Reading passage:
________________
Oh, and one more thing: yes, I need to exercise to get rid of the fat. I know that. Imagine: I'm an accomplished and licensed fitness and aerobic trainer. Believe it or not, but I have gained all this weight despite of it. I know exactly how to exercise, how to eat...I'm just lazy. I really am. This is another thing I don't admire myself for. Okay, taking all these meds for so many years has messed up my metabolism completely and it is harde than you think to lose weight when taking drugs - and even after it. But I know I have to work harder on it.

Some day I will have a breakthrough but until then there will be enough days where everything seems senseless. I just have to keep this in mind and everything will work out fine.

Please don't think I'm backpedaling, I'm really not. And you are so right in so many of the things you have written. I noticed it all and will memorize it whenever I need it, so thank you again so much for being there! I hope I can give some advice someday as well!

Avatar for tobermory
iVillage Member
Registered: 01-29-2001
Thu, 05-23-2013 - 11:23am

Dear Pearl,

I am sorry you are having such a hard time, but you are very depressed and NOT lazy. I know, because my depression was EXACTLY like yours. The thought patterns you are talking about are what cause the depressions, but they are also part of it. While your exercises are wonderful, they are not taking care of the root cause of WHY you think the way you do and are not really changing them. You NEED therapy for that, which also will change your views on your marriage, etc. You may also need medication, but not forever. Often, what people don't understand, the medication is to lift you up enough so that you can do the work you need to overcome it. That is what I did and seeing the right therapist is the only way to get out of the depression. 

I know you are low on funds -- you need to look into free clinics, sliding scale doctors, whatever is available in your area. You cannot change this on your own, you need help. I know, I was there, with the thought patterns, etc. I worked on it and I have not been depressed in more than a decade. Please, I lived throught EXACTLY what you have and I know it works.
________________
Material shown:
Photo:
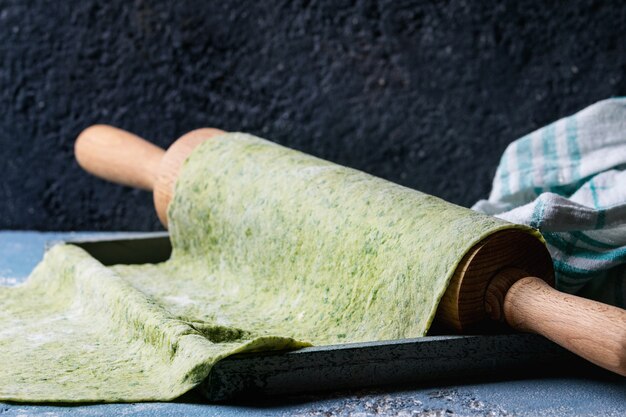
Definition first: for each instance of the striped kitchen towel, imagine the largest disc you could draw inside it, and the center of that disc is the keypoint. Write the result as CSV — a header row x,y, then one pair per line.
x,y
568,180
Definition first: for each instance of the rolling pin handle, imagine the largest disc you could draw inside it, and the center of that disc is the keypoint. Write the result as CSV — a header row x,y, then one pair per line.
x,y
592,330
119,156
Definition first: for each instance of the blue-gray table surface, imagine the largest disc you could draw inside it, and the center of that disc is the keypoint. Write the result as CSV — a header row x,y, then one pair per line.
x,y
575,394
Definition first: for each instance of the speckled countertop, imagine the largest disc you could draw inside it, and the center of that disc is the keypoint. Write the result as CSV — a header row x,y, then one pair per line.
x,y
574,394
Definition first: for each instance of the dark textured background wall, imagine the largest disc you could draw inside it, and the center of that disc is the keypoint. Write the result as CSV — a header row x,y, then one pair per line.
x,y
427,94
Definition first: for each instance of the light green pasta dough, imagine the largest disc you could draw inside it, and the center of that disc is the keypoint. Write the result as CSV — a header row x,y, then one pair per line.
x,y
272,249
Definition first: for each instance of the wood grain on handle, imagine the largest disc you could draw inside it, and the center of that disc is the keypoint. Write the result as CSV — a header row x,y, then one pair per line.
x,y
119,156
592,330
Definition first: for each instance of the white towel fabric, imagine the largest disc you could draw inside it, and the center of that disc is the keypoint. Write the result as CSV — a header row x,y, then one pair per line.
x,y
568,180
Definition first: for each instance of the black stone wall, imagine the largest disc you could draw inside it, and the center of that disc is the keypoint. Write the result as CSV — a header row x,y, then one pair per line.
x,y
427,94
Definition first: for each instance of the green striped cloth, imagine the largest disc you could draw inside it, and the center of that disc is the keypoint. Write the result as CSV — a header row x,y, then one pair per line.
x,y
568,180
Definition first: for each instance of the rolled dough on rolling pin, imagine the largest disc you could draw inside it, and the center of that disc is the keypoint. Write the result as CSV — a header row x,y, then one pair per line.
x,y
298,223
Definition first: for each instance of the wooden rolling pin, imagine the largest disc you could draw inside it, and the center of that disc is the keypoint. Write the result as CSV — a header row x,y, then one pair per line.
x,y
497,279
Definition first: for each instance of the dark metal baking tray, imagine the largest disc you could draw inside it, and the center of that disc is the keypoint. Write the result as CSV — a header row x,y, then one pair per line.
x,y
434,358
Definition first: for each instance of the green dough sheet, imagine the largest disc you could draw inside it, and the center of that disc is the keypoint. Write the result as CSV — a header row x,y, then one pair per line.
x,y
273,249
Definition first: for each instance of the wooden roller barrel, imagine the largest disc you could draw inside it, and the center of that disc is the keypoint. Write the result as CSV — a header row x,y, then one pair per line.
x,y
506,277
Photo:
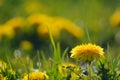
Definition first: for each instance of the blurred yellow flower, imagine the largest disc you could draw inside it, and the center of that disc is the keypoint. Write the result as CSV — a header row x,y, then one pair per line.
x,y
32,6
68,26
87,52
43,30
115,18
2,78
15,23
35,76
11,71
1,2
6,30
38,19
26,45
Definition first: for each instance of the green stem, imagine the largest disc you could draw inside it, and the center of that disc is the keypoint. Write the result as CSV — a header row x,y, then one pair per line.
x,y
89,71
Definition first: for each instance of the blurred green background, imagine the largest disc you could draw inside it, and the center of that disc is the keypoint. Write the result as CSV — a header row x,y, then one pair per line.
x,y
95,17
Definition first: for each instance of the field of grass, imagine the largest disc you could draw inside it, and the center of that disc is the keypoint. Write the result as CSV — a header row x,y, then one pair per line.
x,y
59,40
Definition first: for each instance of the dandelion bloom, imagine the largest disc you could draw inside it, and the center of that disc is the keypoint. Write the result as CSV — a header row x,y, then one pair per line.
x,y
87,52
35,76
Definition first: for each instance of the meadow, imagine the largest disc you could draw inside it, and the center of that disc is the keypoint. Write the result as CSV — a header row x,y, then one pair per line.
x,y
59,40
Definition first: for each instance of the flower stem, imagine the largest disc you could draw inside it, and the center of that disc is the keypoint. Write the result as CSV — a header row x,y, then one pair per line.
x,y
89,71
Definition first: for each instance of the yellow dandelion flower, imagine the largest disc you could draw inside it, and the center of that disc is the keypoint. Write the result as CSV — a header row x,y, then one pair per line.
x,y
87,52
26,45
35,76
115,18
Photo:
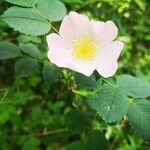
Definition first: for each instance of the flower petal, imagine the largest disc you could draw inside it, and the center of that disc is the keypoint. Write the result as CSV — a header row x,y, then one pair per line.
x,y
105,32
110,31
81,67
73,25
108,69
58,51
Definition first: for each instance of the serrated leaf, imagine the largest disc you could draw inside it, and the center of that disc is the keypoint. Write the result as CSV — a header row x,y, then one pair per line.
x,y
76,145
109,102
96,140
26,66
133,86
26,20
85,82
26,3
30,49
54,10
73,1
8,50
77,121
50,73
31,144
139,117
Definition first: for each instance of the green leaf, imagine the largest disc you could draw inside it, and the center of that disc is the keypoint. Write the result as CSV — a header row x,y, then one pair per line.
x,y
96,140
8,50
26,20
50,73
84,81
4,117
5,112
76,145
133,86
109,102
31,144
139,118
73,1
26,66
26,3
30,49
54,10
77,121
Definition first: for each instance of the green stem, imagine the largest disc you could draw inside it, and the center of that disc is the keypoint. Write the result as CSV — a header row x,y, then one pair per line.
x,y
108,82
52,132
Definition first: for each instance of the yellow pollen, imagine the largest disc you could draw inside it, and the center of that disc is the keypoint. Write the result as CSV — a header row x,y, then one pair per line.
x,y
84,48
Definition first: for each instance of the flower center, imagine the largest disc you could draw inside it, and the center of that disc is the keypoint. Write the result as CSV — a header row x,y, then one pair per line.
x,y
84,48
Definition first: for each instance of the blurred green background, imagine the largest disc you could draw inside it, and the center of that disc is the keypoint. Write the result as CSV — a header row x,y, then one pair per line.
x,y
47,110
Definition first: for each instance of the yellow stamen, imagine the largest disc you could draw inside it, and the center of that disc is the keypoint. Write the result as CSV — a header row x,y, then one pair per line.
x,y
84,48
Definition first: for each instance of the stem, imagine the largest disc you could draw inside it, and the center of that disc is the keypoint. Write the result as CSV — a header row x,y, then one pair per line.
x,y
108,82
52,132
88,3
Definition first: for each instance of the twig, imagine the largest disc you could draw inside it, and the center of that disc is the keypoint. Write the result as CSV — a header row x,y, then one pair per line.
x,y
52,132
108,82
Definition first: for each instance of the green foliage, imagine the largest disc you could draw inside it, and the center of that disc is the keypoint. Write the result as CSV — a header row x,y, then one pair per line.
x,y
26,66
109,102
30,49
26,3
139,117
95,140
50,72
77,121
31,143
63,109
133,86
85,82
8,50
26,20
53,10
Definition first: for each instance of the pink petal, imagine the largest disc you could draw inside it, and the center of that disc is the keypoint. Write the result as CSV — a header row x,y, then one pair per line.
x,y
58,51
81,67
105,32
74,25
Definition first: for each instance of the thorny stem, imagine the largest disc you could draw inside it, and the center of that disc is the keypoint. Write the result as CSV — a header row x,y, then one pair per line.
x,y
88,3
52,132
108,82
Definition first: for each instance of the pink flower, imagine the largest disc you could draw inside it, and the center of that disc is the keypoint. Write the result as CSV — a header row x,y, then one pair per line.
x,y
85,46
________________
Aim of the exercise:
Rewrite the forum post from "I know you are" to "know it works.", replacing "free clinics" with "community health centers".

Result:
I know you are low on funds -- you need to look into community health centers, sliding scale doctors, whatever is available in your area. You cannot change this on your own, you need help. I know, I was there, with the thought patterns, etc. I worked on it and I have not been depressed in more than a decade. Please, I lived throught EXACTLY what you have and I know it works.